There were many heroes that day and the days beyond. Talk about the amazing efforts of the police, firemen, and other first responders and medical providers on that day. It’s also good to let kids know how everyone in the community banded together to support each other and that the sense of caring for others and patriotism was at an all-time high. The anniversary is also a day to recognize those people. It also provides an opportunity to discuss how important it is to treat others with respect and dignity — even if we don’t agree with their views or they seem different from us. Emphasize kindness and hope.

Some Scenarios to Consider

If children become upset after reading the newspaper or watching TV, encourage them to discuss their feelings. Normalize and validate them. Don’t try to “correct” them. There’s no right or wrong feelings, and each child’s reaction will be different.

Children older than 12 may have memories of the event and be very moody, depressed, and anxious and possibly even cry. Acknowledge that this anniversary makes many people very sad. It’s completely understandable. Praise your child for being able to express their feelings. Then talk about what might make them feel better; for younger children, diverting them with play is helpful. For older children, it may be watching a comedy or uplifting movie.

If your child asks “What is a terrorist?” you can tell them that a terrorist is someone who tries to hurt and scare people. They are trying to make people afraid. Terror is another word for being very scared. I would then add that there aren’t many terrorists in the world, but there are many good people in the world working hard to keep everyone safe.

If your child asks “Why did they do that to NYC?” you can say, “The men who flew the planes into the buildings were terrorists. They didn’t like America and were very angry. They did this to scare people and to cause much harm and damage to the people who live here. Most people don’t feel this way about America.”

**Dataset extract**

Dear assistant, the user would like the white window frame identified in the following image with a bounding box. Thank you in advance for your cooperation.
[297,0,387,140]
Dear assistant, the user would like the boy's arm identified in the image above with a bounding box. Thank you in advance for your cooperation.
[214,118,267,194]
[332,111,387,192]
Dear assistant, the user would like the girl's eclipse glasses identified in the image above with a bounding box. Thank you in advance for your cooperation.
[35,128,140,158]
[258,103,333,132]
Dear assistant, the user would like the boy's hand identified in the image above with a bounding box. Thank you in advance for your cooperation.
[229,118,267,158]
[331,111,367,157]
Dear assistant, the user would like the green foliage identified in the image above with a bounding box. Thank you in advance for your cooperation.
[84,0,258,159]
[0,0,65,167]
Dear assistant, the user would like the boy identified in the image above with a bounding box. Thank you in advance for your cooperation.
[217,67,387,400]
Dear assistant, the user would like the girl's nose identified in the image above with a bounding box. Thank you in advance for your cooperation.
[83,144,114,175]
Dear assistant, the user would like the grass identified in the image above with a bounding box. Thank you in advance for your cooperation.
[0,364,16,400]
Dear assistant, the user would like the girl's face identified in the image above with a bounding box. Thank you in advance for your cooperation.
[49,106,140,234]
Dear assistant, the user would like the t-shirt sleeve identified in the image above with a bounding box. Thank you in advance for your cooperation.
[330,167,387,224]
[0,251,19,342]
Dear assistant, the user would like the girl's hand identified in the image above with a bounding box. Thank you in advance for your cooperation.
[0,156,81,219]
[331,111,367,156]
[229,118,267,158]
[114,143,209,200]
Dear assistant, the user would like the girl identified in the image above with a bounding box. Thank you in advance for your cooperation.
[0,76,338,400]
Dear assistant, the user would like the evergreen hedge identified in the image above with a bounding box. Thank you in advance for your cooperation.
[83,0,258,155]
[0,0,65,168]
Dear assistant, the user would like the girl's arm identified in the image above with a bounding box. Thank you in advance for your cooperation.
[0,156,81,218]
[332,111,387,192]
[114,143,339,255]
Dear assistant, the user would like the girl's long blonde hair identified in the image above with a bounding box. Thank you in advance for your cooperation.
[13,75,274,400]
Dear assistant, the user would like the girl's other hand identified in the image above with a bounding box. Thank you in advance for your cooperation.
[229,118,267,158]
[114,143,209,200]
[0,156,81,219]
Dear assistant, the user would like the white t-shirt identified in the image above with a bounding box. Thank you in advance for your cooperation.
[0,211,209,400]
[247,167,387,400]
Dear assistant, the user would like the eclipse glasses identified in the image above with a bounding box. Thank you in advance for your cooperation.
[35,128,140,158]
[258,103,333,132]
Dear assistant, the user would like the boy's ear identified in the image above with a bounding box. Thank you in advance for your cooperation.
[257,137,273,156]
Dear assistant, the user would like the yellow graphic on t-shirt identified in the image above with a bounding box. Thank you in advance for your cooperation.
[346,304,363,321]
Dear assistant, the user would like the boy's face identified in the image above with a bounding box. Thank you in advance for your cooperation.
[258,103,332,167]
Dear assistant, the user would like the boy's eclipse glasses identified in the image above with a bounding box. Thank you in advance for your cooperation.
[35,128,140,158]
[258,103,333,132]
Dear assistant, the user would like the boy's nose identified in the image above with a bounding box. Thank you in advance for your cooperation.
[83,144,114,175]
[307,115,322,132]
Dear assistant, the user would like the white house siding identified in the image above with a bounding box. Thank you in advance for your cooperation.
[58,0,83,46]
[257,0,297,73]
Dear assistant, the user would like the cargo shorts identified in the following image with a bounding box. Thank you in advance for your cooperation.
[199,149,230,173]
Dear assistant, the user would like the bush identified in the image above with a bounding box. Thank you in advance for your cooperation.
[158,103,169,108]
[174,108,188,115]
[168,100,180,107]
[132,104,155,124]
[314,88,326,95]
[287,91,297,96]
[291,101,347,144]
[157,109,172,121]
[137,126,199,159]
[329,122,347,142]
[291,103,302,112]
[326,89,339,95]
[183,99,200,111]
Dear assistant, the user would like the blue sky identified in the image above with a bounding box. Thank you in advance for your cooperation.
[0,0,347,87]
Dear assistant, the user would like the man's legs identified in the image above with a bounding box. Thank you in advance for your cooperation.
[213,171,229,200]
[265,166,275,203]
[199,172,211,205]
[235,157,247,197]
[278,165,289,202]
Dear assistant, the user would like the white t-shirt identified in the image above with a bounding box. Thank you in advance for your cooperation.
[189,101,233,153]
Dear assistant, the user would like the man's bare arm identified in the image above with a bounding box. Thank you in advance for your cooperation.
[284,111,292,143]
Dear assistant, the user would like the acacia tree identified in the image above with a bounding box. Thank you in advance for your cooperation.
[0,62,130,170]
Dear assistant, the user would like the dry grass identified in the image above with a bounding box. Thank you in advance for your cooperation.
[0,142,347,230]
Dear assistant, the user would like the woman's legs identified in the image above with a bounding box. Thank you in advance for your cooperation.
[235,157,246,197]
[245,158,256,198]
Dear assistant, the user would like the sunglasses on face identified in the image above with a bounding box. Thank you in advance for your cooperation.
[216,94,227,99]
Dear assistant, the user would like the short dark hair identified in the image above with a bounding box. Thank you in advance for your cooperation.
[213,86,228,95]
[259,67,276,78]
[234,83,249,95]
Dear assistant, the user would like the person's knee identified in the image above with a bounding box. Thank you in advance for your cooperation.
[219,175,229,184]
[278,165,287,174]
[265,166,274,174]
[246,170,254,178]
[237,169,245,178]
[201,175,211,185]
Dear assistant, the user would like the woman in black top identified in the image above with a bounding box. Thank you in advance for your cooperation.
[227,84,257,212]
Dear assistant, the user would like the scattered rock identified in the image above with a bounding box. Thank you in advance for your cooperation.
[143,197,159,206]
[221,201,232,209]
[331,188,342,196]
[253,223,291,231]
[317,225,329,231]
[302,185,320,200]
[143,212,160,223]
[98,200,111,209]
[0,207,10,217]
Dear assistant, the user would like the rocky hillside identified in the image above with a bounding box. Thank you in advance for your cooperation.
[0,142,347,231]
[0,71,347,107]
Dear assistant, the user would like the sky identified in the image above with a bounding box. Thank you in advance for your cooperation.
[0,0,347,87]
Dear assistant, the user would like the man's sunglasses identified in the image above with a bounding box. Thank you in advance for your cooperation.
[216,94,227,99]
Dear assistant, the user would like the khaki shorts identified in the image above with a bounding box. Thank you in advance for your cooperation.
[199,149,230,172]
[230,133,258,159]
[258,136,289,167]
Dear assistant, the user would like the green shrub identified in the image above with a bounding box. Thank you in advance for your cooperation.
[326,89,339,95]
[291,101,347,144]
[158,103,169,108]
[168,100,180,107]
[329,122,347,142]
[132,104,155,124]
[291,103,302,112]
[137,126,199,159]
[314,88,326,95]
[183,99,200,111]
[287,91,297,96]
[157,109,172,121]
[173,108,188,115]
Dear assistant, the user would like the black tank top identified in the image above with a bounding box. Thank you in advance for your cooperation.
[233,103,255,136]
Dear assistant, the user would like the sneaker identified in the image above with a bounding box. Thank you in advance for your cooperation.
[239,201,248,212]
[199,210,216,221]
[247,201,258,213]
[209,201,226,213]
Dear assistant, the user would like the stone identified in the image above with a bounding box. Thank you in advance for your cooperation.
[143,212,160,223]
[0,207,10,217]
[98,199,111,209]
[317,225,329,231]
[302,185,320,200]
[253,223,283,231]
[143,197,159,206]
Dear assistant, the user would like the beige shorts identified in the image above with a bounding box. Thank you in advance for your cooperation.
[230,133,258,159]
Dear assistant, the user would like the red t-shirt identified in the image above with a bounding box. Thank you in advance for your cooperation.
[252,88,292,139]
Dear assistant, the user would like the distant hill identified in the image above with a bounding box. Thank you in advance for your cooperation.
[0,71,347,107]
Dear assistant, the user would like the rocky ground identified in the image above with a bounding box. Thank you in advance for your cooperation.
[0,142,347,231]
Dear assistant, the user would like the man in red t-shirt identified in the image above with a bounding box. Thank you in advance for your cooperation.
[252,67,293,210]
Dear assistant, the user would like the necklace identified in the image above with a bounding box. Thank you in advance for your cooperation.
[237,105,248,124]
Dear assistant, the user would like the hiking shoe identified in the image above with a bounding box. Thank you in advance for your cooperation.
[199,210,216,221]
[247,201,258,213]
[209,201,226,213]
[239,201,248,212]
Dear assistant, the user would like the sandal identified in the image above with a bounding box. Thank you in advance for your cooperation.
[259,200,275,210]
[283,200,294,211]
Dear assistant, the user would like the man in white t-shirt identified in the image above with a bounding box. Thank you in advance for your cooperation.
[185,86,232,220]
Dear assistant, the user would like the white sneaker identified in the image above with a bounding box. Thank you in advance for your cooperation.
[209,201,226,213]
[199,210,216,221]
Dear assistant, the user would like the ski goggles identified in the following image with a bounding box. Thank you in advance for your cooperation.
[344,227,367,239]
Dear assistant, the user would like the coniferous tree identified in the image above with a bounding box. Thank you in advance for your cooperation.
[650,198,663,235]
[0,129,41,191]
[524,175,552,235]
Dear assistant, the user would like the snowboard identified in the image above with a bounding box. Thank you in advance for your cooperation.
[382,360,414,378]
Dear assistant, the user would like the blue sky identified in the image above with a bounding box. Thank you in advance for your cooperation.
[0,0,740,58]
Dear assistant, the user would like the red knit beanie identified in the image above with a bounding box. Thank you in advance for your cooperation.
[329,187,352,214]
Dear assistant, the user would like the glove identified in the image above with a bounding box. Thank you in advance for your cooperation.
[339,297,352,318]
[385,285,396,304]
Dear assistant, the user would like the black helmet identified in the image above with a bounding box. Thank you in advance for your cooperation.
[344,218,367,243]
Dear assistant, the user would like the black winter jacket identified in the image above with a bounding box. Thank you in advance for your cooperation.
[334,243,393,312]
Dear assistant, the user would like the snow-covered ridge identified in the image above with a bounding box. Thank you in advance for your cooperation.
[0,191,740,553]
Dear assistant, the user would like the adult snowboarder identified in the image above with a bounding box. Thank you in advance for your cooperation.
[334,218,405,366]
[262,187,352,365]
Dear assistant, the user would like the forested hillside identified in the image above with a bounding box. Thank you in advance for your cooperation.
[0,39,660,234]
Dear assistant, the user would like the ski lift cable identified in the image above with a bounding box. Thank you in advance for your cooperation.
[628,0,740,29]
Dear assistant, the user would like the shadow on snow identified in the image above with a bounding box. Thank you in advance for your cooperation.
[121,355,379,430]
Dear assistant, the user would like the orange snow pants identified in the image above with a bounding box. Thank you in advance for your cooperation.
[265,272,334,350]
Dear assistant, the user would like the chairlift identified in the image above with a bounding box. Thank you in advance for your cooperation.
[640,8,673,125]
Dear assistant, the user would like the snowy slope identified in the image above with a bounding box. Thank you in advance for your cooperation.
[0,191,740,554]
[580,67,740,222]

**Assignment 1**
In the guidance on talking with children about the anniversary of the attacks, why should a parent not try to "correct" an upset child's feelings?
**Assignment 2**
Can you pick up the guidance on talking with children about the anniversary of the attacks after its last sentence and continue it?

**Answer 1**
There are no right or wrong feelings, and each child's reaction will be different.

**Answer 2**
Stay away from going into detail about Al Queda and other terrorist groups if possible. Your child needs reassurance that he/she is safe and not in danger. 9/11 was unprecedented, and nothing of this magnitude has happened since in the United States.

If your child asks “Will it happen again?” you can tell him or her that “from the president of the United States to our local police and firemen, many steps have been taken over the past 10 years to keep us safe. And not just from terrorism, but from other threats, too — like fires, floods, and crime.

Create a Family Emergency Plan

You might also want to reassure your child by creating an emergency plan. Calmly explain to your child that you’re ready for an emergency and have a plan that will keep your family safe.

The components that you should cover are:

  • Contact person(s) in case of an emergency. What will happen if children are in school or you are at work or separated from them? Who is the “go to” at that time?
  • The meeting location if family members are separated.
  • How to call 911 if an emergency happens at home.
  • Emergency supplies that you keep at home: medicine, money and a cell phone, canned food, water, flashlight, battery operated radio, first aid kit, etc.
  • Review the plan with your child when it is NOT an emergency so that he or she can digest it and ask questions that may come up before an emergency arises.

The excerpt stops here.